- Record excerpts:
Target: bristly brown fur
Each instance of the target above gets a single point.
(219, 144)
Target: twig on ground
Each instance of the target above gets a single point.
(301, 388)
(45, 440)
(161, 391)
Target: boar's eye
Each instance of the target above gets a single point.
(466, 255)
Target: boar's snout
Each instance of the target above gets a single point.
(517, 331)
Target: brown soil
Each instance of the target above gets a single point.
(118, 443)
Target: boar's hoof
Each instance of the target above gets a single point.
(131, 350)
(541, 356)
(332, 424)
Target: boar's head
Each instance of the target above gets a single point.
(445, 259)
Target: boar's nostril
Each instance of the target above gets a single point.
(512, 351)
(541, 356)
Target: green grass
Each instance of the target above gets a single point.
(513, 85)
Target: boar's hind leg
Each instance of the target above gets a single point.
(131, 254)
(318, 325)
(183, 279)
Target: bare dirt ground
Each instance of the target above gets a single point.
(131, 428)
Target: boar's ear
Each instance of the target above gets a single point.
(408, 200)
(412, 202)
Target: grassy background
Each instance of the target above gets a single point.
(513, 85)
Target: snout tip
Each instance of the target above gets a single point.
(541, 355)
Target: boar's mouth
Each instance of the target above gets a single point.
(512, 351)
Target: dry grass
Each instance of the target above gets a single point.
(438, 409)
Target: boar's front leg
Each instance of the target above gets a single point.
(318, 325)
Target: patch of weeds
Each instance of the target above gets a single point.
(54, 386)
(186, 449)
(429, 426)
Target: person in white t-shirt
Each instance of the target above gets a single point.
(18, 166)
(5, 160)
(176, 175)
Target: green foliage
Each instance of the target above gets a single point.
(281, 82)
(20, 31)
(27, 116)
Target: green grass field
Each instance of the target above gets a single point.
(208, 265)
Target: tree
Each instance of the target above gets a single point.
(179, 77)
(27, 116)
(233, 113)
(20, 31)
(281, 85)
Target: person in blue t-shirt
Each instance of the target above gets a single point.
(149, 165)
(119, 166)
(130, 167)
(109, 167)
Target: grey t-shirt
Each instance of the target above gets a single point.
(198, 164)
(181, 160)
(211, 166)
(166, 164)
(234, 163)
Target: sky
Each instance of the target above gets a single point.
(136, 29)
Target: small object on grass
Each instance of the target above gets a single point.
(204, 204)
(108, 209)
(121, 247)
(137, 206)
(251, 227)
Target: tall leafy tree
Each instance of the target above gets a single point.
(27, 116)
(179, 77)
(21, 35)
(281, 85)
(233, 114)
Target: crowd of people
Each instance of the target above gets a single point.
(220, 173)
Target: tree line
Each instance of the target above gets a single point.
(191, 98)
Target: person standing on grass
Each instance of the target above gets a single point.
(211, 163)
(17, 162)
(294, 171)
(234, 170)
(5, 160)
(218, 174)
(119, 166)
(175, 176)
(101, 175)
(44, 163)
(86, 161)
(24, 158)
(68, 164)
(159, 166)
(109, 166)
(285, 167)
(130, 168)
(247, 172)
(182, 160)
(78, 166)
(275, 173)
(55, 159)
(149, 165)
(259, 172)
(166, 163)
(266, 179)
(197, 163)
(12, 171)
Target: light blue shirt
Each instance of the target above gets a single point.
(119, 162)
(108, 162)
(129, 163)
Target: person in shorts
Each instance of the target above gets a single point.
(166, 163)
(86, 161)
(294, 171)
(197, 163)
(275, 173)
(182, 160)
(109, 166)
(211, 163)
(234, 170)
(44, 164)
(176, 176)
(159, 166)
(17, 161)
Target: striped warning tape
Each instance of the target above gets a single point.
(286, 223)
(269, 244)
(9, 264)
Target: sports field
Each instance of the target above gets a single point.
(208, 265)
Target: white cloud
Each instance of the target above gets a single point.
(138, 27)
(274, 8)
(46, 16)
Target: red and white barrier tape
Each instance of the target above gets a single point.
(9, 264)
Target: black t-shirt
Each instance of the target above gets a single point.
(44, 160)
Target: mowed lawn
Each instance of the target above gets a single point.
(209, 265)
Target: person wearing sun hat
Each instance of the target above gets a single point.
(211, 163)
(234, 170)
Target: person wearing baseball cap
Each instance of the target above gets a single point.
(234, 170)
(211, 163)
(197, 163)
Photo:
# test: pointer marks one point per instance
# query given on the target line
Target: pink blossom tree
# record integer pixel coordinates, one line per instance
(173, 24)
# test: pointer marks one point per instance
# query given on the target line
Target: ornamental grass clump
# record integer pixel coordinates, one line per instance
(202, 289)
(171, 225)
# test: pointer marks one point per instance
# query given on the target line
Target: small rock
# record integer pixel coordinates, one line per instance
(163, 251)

- Problem statement:
How many lines in the entries above hold the string "brown"? Answer with the number and nothing more.

- Result of the exercise:
2